Congresso

CPI do MST: depoente se dirige à câmera em conversa "com o Brasil"

Elivaldo da Silva Costa presta depoimento à comissão que investiga supostos crimes do Movimento dos Trabalhadores Rurais Sem Terra (MST) nesta terça-feira (8/8)

Mayara Souto
postado em 08/08/2023 16:50 / atualizado em 08/08/2023 21:42
Elivaldo da Silva Costa, presidente do Projeto de Assentamento Rosa do Prado -  (crédito: TV Câmara/Reprodução)
Elivaldo da Silva Costa, presidente do Projeto de Assentamento Rosa do Prado - (crédito: TV Câmara/Reprodução)

A Comissão Parlamentar de Inquérito (CPI) que apura os atos do Movimento dos Trabalhadores Rurais Sem Terra (MST) ouve na tarde desta terça-feira (8/8) três ex-participantes de acampamentos do movimento. O primeiro depoente é Elivaldo da Silva Costa, presidente do Projeto de Assentamento Rosa do Prado e ex-membro do movimento social. Com exibição de vídeo, discurso direcionado ao público e conversa ‘com o Brasil’, depoimento teve ares de apresentação artística.

Elivaldo, também conhecido como Liva do Rosa, ex-candidato a deputado estadual da Bahia pelo Partido Progressista (PP), iniciou o depoimento falando que o MST tem “metodologia para captar pessoas na zona urbana” e que há uma “falsa promessa de eles vão dar a terra”. Ele teria sido “convencido” a participar do MST há mais de 10 anos. 

O relator da CPI, Ricardo Salles (PL-SP), perguntou ao depoente qual seria então o perfil dessas pessoas e o Liva respondeu que “não importa, não tem critério”, e que se tratava de uma “doutrinação”.

Ao descrever lutas por terra, Elivaldo falou todo o tempo em “invasões”. De acordo com ele, os assentados seriam “utilizados como instrumento para pressão”, recebiam motivos diferentes do que seria o real propósito, e eram forçados a participar dos embates. No entanto, deixou escapar que, quando participava do movimento, eles teriam “ocupado a Câmara” — “ocupação” é o termo utilizado pelas lideranças do MST para nomear as lutas por terra.

"Brasil todo"

Durante o tempo todo em que falava, Elivaldo dirigia-se ao público, em alguns momentos, inclusive, a quem acompanhava a comissão pela internet, chamando pelo “Brasil todo”. Com direito a dois vídeos, o homem parecia muito confortável e articulava como um artista em seu próprio show. Em alguns momentos, no entanto, ele demonstrava raiva com as risadas dos parlamentares sobre algumas colocações.

Entre os momentos que deixaram o depoente descontente esteve a reação dos parlamentares à fala de que o “MST é o maior latifundiário desse país”. De acordo com ele, o próprio movimento impediria a regularização das terras. Após isso, Elivaldo exibiu um documento que comprovaria a posse do lote em que mora, emitido pelo Instituto Nacional de Colonização e Reforma Agrária (Incra). O deputado Nilto Tatto (PT-SP) chegou a pedir para pausar o depoimento alegando que o que ele mostrava era falso.

[MATERIAL]
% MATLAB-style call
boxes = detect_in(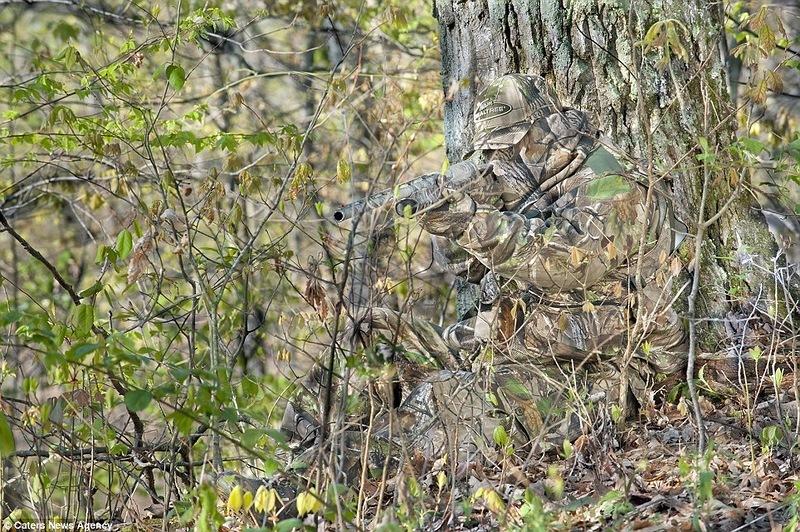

[EXERCÍCIO PROPOSTO 1]
Na reportagem sobre a CPI do MST, por qual partido Elivaldo da Silva Costa foi candidato a deputado estadual da Bahia?
[EXERCÍCIO PROPOSTO 2]
Dê sequência à reportagem sobre o depoimento de Elivaldo na CPI do MST, começando logo depois da última frase.

[RESULTADO 1]
Pelo Partido Progressista (PP).

[RESULTADO 2]
Ainda nesta tarde prestarão depoimento a ex-participante do Acampamento São João, Vanuza dos Santos de Souza, e o ex-participante do Acampamento Egídio Bruneto, Benevaldo da Silva Gomes.

MST se pronuncia sobre ações atribuídas ao movimento na CPI

Após o término da CPI, o MST emitiu uma nota rebatendo todas acusações feitas ao movimento durante a sessão desta terça-feira. Leia abaixo trechos:

"Em pauta, uma série de acusações infundadas que, além de evidenciarem o ataque sistemático à luta pela terra naquela Comissão, também trazem à tona a articulação do bolsonarismo em áreas rurais.

A principal figura usada para atacar a luta pela terra foi Elivaldo da Silva Costa, conhecido como Liva do Rosa do Prado. Liva é militante bolsonarista e foi candidato a deputado estadual nas últimas eleições apoiando o ex-presidente Bolsonaro. Morando no assentamento Rosa do Prado, conquistado a partir da luta do MST, Liva é parte de um grupo que, desde 2020, utiliza de métodos violentos para ameaçar e aterrorizar famílias da região.

Tal grupo, durante a gestão Bolsonaro, valia-se da promessa de titulação dos lotes nos assentamentos para cooptar famílias e tensionar a relação delas com o MST. No entanto, em todo o estado da Bahia, a gestão Bolsonaro entregou somente 400 títulos definitivos.

Ao longo da tarde, diversos ataques ao MST e à luta pela terra foram proferidos: ameaças de morte, extorsão, lesão corporal, etc. No entanto, em nenhum deles foi apresentado algum tipo de comprovação dos fatos e das autorias. Nenhum boletim de ocorrência, inquérito ou processo criminal foi entregue à Comissão.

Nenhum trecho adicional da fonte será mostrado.